Determining the Significance of Binding Events
Since JBD produces probabilities rather than p-values, one needs another
way to obtain traditional p-values or false-positive rates. There are
two approaches. In both cases, you'll probably want to approach the
problem by filtering the output of jbd2bindingevents.pl based on the
posterior probability and the "size."
Use a set of known non-bound regions
If you have a set of genes or regions in which you know there should be
no binding events, you can simply determine the number of binding events
in those regions at some threshold and divide to get a false positive
rate at that threshold. Determining a p-value for each binding event is
a little bit harder because there are two axes on which you can score
each event (probability of binding and size). We've generally used the
size alone to compute p-values.
Use randomized data
If you don't have a large enough set of regions that are known to
lack binding, you can run JBD on a randomized dataset. There are a few
things to consider.
- Randomize by probe or everything: if you randomize everything, then
you break the correlation that you expect to see between replicates.
This will tend to yield fewer binding calls on the randomized set, but
isn't a very fair comparison. A better technique is to scramble the
locations of the probes, keeping the observations for each replicate
together.

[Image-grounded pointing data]
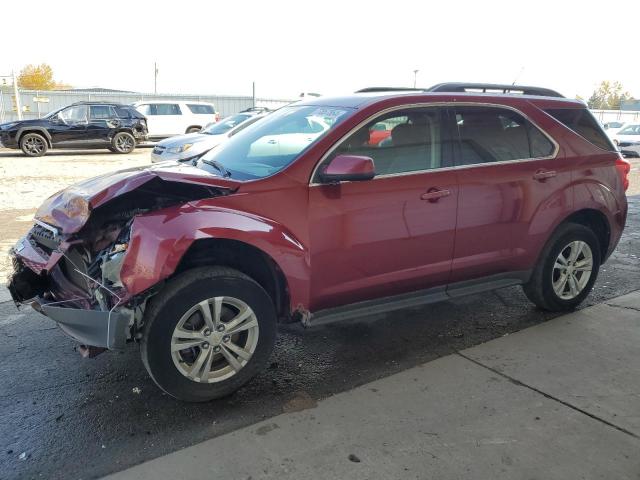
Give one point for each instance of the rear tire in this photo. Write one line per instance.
(123, 142)
(220, 353)
(566, 270)
(33, 145)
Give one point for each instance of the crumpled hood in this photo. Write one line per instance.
(191, 138)
(70, 208)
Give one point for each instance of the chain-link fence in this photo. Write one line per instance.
(36, 104)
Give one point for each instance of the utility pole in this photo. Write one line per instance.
(17, 95)
(253, 94)
(155, 78)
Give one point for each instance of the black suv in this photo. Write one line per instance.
(114, 126)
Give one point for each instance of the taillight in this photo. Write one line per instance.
(624, 167)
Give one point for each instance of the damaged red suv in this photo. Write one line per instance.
(301, 218)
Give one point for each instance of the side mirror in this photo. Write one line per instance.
(348, 168)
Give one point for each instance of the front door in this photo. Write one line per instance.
(103, 121)
(69, 126)
(392, 234)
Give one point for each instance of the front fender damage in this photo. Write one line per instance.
(70, 269)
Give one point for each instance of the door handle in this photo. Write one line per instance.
(542, 175)
(434, 194)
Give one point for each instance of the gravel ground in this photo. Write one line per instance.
(26, 182)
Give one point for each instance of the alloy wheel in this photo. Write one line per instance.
(572, 270)
(214, 339)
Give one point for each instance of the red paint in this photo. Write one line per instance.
(338, 244)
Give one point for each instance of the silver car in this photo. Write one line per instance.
(183, 148)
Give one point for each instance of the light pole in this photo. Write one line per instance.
(155, 78)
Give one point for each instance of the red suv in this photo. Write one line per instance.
(301, 218)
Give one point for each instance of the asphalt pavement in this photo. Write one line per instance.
(556, 401)
(65, 417)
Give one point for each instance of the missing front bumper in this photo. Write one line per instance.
(92, 327)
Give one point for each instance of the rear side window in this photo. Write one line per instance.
(581, 121)
(165, 109)
(101, 112)
(491, 134)
(201, 109)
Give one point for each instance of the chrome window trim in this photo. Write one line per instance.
(553, 155)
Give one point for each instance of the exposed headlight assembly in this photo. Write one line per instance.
(180, 149)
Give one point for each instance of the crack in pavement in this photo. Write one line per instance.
(622, 306)
(549, 396)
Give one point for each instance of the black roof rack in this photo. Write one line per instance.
(97, 102)
(389, 89)
(494, 88)
(471, 87)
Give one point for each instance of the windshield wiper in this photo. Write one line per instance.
(218, 166)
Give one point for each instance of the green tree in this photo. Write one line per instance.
(608, 96)
(39, 77)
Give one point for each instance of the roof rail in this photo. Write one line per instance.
(389, 89)
(494, 88)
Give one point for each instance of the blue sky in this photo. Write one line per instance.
(330, 47)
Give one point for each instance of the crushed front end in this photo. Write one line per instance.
(68, 265)
(76, 283)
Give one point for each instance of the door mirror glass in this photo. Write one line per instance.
(348, 168)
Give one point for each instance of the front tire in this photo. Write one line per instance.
(566, 270)
(207, 333)
(123, 142)
(33, 145)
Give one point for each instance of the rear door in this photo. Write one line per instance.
(392, 234)
(103, 121)
(70, 126)
(163, 119)
(508, 173)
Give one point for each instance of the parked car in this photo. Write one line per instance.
(80, 125)
(613, 127)
(628, 138)
(167, 118)
(199, 263)
(191, 145)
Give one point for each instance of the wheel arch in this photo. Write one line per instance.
(597, 222)
(32, 129)
(246, 258)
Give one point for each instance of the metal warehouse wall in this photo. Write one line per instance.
(225, 105)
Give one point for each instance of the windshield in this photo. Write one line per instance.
(226, 124)
(630, 130)
(274, 142)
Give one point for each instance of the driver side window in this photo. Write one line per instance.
(75, 114)
(402, 141)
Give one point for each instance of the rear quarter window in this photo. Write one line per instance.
(201, 109)
(582, 122)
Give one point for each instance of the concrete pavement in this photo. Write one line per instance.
(559, 400)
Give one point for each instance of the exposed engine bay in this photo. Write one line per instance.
(61, 274)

• Tasks for this exercise:
a – Answer these questions from the text on binding-event significance, one per line:
(i) What does JBD produce instead of p-values?
(ii) Which measure alone has generally been used to compute p-values?
(iii) What randomization technique is described as better than randomizing everything?
b – Carry the text on binding-event significance further, starting after its last sentence.
None of the entries is needed to work with the text on binding-event significance.

• Answers for each item:
a –
(i) Probabilities.
(ii) The size.
(iii) Scrambling the locations of the probes while keeping the observations for each replicate together.

b –
- Two axes: the same problem of having two axes (probability and size)
along which you can compare discrete binding events.
- Randomize each dataset: it's probably not a good comparison to use
the randomized version of dataset A to get p-values for dataset B. Use
a randomized version of B instead.
- Frequent binding: in datasets with lots of binding, you'll see that
the p-values may be lower than you'd expect. With few binding events,
the randomization will split up the probes that are enriched surrounding
a binding event. With a lot of binding, though, it's more likely that
an enriched probe will end up next to another enriched probe in the
scrambled version, leading JBD to detect a strong binding signal. This
is a common pitfal of binding analyses based on a fixed idea of how much
binding there should be in a dataset.